Goal of the exercise
Return the records exactly as they are.

Dataset
◇ ◇ ◇

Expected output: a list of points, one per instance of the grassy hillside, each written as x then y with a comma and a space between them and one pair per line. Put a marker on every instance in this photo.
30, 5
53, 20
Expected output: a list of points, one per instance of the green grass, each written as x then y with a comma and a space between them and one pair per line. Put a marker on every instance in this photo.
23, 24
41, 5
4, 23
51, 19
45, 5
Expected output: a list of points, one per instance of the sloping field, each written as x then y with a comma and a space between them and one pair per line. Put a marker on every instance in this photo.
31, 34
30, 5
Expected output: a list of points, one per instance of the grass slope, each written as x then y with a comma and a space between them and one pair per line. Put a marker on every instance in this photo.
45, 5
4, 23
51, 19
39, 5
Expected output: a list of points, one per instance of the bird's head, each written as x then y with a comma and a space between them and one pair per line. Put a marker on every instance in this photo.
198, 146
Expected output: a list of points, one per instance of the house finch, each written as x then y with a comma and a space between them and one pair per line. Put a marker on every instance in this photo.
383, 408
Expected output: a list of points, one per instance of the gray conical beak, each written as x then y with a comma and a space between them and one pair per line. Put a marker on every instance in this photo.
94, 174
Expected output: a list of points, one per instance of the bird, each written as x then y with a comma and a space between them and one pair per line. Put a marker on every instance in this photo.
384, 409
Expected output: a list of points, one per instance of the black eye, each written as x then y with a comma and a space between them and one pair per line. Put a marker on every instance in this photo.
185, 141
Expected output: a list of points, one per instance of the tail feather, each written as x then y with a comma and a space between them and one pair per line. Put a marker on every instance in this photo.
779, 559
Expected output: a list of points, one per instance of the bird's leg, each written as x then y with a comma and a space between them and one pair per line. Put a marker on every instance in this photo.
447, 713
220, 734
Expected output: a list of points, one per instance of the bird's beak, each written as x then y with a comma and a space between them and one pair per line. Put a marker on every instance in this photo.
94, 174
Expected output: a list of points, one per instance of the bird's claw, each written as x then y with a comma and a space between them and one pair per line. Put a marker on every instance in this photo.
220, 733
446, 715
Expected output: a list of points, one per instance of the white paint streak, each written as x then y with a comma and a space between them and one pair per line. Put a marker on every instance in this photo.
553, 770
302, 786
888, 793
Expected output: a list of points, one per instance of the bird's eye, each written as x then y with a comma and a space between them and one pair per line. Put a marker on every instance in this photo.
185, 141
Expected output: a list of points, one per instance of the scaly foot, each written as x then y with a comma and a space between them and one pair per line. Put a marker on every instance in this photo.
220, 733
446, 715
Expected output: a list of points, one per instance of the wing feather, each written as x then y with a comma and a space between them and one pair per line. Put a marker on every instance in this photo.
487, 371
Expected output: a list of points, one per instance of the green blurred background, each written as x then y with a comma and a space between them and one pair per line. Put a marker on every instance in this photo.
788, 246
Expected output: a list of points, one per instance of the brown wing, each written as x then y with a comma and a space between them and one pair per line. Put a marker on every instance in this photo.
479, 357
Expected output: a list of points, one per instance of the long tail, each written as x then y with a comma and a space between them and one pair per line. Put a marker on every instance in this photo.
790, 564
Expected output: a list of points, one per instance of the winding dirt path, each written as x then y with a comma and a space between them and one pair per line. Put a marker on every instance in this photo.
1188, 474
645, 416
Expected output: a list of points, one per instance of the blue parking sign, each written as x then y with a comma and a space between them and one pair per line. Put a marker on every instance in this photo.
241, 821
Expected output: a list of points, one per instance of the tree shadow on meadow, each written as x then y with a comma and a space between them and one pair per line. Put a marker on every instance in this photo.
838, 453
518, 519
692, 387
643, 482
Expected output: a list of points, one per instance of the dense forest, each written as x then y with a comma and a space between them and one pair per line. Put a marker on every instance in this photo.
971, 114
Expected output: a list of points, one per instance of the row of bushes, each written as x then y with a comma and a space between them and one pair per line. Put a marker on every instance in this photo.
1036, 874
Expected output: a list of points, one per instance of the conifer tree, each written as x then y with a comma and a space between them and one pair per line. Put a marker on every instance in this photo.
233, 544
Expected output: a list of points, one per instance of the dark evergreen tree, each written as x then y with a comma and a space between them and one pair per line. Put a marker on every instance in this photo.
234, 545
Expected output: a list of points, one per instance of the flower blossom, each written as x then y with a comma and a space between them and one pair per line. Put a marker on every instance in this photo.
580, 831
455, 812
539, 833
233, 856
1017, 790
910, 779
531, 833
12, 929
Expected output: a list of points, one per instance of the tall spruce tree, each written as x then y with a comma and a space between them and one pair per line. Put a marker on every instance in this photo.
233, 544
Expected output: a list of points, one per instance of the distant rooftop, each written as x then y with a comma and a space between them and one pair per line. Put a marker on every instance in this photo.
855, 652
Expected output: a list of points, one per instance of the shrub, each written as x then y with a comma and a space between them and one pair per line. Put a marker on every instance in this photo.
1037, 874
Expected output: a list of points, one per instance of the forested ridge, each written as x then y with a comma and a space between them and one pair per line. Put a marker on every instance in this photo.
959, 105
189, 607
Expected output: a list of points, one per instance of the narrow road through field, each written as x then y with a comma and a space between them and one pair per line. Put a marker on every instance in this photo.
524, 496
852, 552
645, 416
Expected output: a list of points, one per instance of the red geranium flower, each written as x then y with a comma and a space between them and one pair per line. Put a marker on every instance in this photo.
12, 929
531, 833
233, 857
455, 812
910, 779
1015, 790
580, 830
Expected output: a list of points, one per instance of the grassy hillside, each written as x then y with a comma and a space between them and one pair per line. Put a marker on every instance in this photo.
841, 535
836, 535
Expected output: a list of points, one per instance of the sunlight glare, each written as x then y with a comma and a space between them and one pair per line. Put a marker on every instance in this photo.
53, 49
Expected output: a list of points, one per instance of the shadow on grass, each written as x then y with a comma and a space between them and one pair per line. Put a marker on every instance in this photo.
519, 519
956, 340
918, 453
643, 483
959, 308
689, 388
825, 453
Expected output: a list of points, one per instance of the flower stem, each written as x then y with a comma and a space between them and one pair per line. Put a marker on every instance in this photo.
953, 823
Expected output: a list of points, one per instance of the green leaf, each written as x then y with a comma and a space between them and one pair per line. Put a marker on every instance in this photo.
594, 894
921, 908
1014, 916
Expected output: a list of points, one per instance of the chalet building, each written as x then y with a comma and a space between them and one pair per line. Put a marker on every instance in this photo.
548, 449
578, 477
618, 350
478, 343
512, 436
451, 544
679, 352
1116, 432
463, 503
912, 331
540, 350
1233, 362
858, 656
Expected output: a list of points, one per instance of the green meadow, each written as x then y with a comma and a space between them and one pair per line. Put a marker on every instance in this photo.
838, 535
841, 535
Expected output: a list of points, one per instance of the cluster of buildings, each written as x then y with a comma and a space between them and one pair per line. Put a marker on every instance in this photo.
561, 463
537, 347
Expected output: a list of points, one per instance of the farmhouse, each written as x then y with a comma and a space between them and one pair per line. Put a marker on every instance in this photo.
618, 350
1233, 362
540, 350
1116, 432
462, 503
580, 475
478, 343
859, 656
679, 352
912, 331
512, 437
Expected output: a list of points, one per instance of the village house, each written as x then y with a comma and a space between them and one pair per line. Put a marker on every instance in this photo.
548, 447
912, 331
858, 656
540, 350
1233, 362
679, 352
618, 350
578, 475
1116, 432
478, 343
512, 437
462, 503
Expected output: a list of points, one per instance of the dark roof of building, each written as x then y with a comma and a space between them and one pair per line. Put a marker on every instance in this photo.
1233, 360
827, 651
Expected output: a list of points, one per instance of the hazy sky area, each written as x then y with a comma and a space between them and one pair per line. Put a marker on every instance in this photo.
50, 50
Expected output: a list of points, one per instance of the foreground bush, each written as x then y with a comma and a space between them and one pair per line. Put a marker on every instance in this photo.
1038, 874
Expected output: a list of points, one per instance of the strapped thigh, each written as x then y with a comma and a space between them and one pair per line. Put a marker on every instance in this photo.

◇ ◇ ◇

Written answer
Expected output: a list of points, one per instance of the grassy hillside, each written as x then y with a comma and a space between them and one pair per line. Put a marker on every instance in this photo.
30, 5
53, 20
Expected output: a list of points, one per instance of the green grass, each written as x then y with a comma and a space between them and one pair per line. Put a marker on every instance in this photo.
23, 24
41, 5
4, 23
51, 19
45, 5
Expected output: a list of points, one per instance of the sloping field, each written as x then y with a comma and a space between them and one pair per line. Put a marker on every instance in this photo.
31, 34
30, 5
Expected output: a list of points, one per instance of the grass slope, each written as x then y with a comma and a space between them and one pair per line. Put a marker on every instance in this photo.
45, 5
4, 23
51, 19
39, 5
Expected output: a list of points, one per instance of the bird's head, each written as x then y with a comma and a space between them and one pair per line. Put a marker on every instance in this photo.
198, 146
Expected output: a list of points, one per instance of the house finch, each written as x then y with a comma and a space between them and one pair per line. Put a marker on every instance in this photo.
383, 408
Expected output: a list of points, one per instance of the gray conical beak, each written as x then y with a comma and a space between them and one pair per line. Put a marker on every instance in this photo.
94, 174
Expected output: a list of points, one per instance of the bird, each written as x then y with a comma and a space between them and one pair per line. Put a marker on every instance in this photo.
384, 409
Expected output: a list of points, one per instance of the black eye, each written as x then y with a comma and a space between them and one pair per line. Put a marker on every instance in this photo.
185, 141
Expected output: a list of points, one per instance of the tail feather, each written as x then y with a comma and a space between them and one pair per line. Put a marker on every instance in this photo.
779, 559
Expected output: a list of points, one per instance of the bird's leg, each written as x then y with a comma and a space between them and one pair per line. Put a marker on every instance in this photo.
447, 713
220, 734
Expected output: a list of points, one per instance of the bird's beak, each written as x then y with a comma and a space between them and one pair per line. Put a marker on every instance in this photo.
94, 174
Expected output: a list of points, one per instance of the bird's claw, each written as x then y with a comma and a space between them and one pair per line. Put a marker on every instance in this photo.
220, 733
446, 715
Expected output: a list of points, one per instance of the white paint streak, each written as x then y with a comma and a space between them and one pair per line. Put a marker on every instance in this photo.
553, 770
302, 786
888, 793
Expected output: a list of points, one per instance of the bird's eye, each written as x then y with a comma and a space between them and one pair per line. Put a marker on every instance in this photo.
185, 141
Expected output: a list of points, one per instance of the scaly foot, each written as x then y with a comma and a space between them and one pair per line. Put a marker on every instance in this photo.
220, 733
446, 715
Expected output: a list of points, one per instance of the wing feather, each written as x then y with a comma and a space between them and one pair per line. Put a marker on every instance in this photo.
487, 371
Expected output: a list of points, one per instance of the green blurred background, each written as x then y with a comma and a space between them and one pair per line. Put a marker on every instance in this photo.
788, 246
Expected output: a list of points, one per instance of the brown wing, each written as x then y with a comma and a space between them and one pair per line. Put a marker on every instance in this photo.
479, 357
Expected output: a list of points, one per instance of the long tail, each written as x then y with a comma and a space between them and one pair per line. Put a marker on every instance in this photo.
790, 564
Expected output: a list of points, one per instance of the winding dirt path, each written as x then y with a comma and a space between them and one pair per line. Put a marker on every instance in this photo.
1188, 474
645, 416
Expected output: a list of points, one per instance of the blue parking sign, each written as x then y with a comma and a space between them and one pair per line. Put a marker on every instance in this photo.
241, 821
Expected output: a list of points, one per instance of the tree shadow on meadow, each written as x then y with a comma and a space between them and one pair per line. Put a marker on every instance in this photo.
838, 453
518, 519
692, 387
643, 482
Expected output: a list of points, one per instance of the dense forest, each written as x then y with a comma and a space between them and one pair per line. Put a marker on every instance in this photo.
971, 114
Expected output: a list of points, one per instance of the row of bushes, each written as x then y with a comma and a space between them and one pair per line. Put a marker on every instance in this photo.
1036, 874
Expected output: a list of points, one per instance of the conifer tree, each written as x then y with a comma and a space between them and one pair per line. Put a marker on every instance in this photo.
233, 544
Expected output: a list of points, one per instance of the dark evergreen tree, each written as x then y with a comma and a space between them and one pair per line. Put a marker on every instance in this photo.
234, 545
Expected output: a list of points, one per instance of the flower blossom, each written as x then y with a comma and a space between them and one pair per line. Put a marker on every instance in this photo.
580, 831
455, 812
539, 833
233, 856
1017, 790
910, 779
531, 833
12, 929
Expected output: a list of points, one per instance of the tall spruce tree, each written as x then y with a comma and a space between them and one pair per line. Put a marker on every instance in this photo.
233, 544
Expected output: a list of points, one per instance of the distant rooftop, each written as x then y with a comma and a space between them and one pair per line. Put a marker on every instance in this photo.
855, 652
Expected output: a list of points, one per instance of the shrub, each written as x then y with a comma and a space between them and one pair per line. Put a marker on every instance in this photo.
1037, 874
Expected output: a list of points, one per instance of the forested ridge, each written as x then y with a comma and a space between them and one pair per line. Put a marker on every instance in this photo.
959, 105
189, 607
Expected output: a list of points, one per instance of the narrow road through field, each written as x then y with a comma and a space between them and one pair per line. Put a marker on every instance in this photo.
524, 496
852, 552
645, 416
Expected output: a list of points, one per instance of the red geranium flower, each written as x then y with a comma and a space between them and one pair per line. Put a marker on every instance in this photo.
12, 929
531, 833
233, 857
455, 812
910, 779
1015, 790
580, 830
Expected output: a list of points, one per instance of the grassy hillside, each written as x then y with a comma and a space between them and one pair per line. Put a marker on every instance in this photo.
841, 535
836, 535
Expected output: a list of points, one per instance of the sunlight glare, each written as x then y with a comma and a space between them and one pair per line. Put a marker on every instance in this photo.
53, 49
Expected output: a list of points, one per instance of the shadow on grass, each written as x then y with a comma and a space between them and one pair per line. Put a marker on every instance in this photo.
519, 519
956, 340
918, 453
643, 483
959, 308
689, 388
825, 453
Expected output: a list of points, one per instance of the flower stem, each written as x then y with a comma and a space between them and one pair per line. Put a marker on every instance in this photo.
953, 823
Expected output: a list of points, one per instance of the green leaf, each written as x then y with a comma and a space between them and one pair per line. Put a marker on every instance in this photo.
594, 894
921, 908
1014, 916
Expected output: a list of points, one per instance of the chalet building, each written as x then y with a comma and a space between them and one pair per line. Put a marker on every instance in this photo.
548, 449
578, 477
618, 350
478, 343
512, 436
451, 544
679, 352
1116, 432
463, 503
912, 331
540, 350
1233, 362
858, 656
Expected output: a list of points, one per instance of the green meadow, each written as x then y with a comma and a space between them and one pair per line. Put a marker on every instance in this photo.
838, 535
841, 535
Expected output: a list of points, one per instance of the cluster of buildings, each written as x then y with a comma and a space between them and one pair per line. Put a marker on every instance in this photo.
561, 463
537, 347
Expected output: a list of points, one per instance of the farmhouse, each written as x then y with a comma and a space between them and one pair per line. Put a marker on every instance in this photo.
618, 350
1233, 362
540, 350
1116, 432
462, 503
580, 475
478, 343
859, 656
679, 352
912, 331
512, 437
Expected output: a list of points, one per instance of the village house, each written as x then y with a comma and a space between them and one pair per line. Put a marker on every instance in this photo.
548, 447
912, 331
858, 656
540, 350
1233, 362
679, 352
618, 350
578, 475
1116, 432
478, 343
512, 437
462, 503
Expected output: a list of points, one per instance of the dark roof of building, each written as x then y with a comma and a space between them and one pair per line. Put a marker on every instance in this photo.
1233, 360
827, 651
Expected output: a list of points, one per instance of the hazy sky area, each written as x then y with a comma and a space between them and one pair per line. Put a marker on every instance in this photo.
50, 50
Expected output: a list of points, one per instance of the foreground bush, each written as x then y with a comma and a space between them and one pair per line. Put a marker on every instance in this photo.
1038, 874
Expected output: a list of points, one per instance of the strapped thigh, each written as x then y with a comma and a space between them and one pair per line. Put a marker on every instance in this photo.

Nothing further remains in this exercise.